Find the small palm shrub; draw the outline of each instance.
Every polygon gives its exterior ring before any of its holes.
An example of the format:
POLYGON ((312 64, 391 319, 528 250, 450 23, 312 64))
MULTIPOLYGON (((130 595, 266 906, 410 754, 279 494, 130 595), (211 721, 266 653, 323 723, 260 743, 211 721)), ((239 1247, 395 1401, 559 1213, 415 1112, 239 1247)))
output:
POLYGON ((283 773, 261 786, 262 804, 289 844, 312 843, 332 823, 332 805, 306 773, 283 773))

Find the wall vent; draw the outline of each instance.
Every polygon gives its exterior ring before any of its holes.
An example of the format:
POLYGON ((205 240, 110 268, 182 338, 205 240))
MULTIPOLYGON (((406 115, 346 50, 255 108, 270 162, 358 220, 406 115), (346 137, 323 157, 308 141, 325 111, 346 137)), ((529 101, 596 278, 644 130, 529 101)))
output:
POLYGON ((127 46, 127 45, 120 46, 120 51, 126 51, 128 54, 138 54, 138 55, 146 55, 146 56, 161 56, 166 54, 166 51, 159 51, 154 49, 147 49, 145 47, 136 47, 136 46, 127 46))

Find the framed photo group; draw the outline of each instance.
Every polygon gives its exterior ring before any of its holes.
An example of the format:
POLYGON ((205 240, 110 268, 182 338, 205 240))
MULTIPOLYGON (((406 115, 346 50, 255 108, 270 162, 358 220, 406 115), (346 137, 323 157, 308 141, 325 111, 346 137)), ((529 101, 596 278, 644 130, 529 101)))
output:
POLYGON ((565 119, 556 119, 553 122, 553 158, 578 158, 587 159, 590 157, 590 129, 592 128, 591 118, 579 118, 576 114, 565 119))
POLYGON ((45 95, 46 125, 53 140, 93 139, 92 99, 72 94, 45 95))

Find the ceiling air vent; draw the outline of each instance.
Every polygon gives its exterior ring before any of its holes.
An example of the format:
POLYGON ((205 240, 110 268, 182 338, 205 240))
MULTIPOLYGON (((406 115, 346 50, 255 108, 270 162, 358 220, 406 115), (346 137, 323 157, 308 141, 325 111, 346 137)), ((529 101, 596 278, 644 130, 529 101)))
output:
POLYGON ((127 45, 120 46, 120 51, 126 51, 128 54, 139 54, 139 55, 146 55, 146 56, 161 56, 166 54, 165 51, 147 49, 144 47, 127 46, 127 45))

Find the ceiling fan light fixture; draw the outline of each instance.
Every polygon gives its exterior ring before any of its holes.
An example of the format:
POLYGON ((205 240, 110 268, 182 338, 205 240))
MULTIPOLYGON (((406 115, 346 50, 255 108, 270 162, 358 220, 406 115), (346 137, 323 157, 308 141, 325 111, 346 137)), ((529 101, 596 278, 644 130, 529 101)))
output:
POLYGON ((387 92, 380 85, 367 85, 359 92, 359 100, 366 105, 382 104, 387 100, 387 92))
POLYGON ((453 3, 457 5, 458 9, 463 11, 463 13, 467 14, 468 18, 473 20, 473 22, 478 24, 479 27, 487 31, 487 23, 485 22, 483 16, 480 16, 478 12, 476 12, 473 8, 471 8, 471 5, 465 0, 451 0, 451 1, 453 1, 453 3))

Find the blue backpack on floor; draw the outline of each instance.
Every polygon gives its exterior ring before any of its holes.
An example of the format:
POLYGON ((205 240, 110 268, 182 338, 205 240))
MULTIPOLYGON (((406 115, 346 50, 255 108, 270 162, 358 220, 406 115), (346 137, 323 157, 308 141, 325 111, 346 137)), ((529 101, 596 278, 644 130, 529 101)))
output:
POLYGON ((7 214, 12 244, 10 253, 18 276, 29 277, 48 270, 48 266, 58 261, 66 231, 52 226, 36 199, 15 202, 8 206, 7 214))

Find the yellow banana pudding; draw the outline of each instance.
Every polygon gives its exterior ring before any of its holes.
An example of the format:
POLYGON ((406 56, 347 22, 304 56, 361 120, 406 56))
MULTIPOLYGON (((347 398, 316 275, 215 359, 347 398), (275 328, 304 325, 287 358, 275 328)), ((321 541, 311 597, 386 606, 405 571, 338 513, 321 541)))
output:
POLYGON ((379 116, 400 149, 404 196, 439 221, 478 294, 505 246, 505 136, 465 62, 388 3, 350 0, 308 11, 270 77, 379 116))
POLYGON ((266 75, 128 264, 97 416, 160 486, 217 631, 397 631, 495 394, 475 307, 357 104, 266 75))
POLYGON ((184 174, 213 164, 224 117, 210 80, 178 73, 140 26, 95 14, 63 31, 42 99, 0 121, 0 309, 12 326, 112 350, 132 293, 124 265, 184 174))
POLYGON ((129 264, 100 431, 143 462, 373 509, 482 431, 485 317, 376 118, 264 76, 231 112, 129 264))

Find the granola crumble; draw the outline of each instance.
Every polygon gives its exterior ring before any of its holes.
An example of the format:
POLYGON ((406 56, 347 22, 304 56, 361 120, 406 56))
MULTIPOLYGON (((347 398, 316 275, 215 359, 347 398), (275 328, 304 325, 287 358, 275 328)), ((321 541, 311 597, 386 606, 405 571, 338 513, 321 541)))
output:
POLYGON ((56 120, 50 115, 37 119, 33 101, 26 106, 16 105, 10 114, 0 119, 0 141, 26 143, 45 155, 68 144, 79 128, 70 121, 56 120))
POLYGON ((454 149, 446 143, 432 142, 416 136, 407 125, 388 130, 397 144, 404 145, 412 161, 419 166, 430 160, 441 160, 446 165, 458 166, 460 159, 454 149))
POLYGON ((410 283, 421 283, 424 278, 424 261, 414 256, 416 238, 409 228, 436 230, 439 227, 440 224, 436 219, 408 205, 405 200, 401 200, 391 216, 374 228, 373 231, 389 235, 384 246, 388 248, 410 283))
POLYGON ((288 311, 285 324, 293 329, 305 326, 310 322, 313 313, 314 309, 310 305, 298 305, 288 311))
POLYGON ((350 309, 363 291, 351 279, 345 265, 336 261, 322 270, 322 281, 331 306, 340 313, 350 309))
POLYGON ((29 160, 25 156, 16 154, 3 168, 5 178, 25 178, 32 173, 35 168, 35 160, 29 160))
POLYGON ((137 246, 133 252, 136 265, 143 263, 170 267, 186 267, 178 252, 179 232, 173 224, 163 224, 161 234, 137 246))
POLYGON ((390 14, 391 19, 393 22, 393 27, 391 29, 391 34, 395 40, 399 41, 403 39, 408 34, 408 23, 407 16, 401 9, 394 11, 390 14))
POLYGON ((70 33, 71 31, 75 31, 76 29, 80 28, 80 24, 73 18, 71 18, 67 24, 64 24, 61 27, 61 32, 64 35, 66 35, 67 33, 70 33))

****************

- _What the exercise asks_:
Reproduce, word for word, the lines between the one holding "Find the yellow" and the one holding "POLYGON ((129 264, 100", inclusive.

- _Complete answer_:
Find the yellow banana pudding; draw the outline of each instance.
Every polygon gives its exterior ring before any of its holes.
An example of the format:
POLYGON ((406 56, 347 22, 304 56, 361 120, 406 56))
MULTIPOLYGON (((347 398, 316 275, 215 359, 347 398), (275 328, 304 325, 287 358, 275 328)), ((321 541, 311 597, 386 606, 405 571, 338 513, 321 541)))
output:
POLYGON ((379 116, 400 149, 404 196, 439 221, 478 294, 505 246, 505 136, 465 62, 388 3, 350 0, 308 11, 270 77, 379 116))
POLYGON ((266 75, 128 264, 97 416, 160 486, 217 631, 397 631, 495 394, 475 307, 357 104, 266 75))
POLYGON ((184 174, 213 164, 224 117, 210 80, 178 73, 140 26, 95 14, 63 31, 42 99, 0 121, 0 309, 12 326, 112 350, 132 293, 124 265, 184 174))
POLYGON ((129 264, 100 431, 143 462, 373 509, 482 431, 485 317, 376 118, 264 76, 231 112, 129 264))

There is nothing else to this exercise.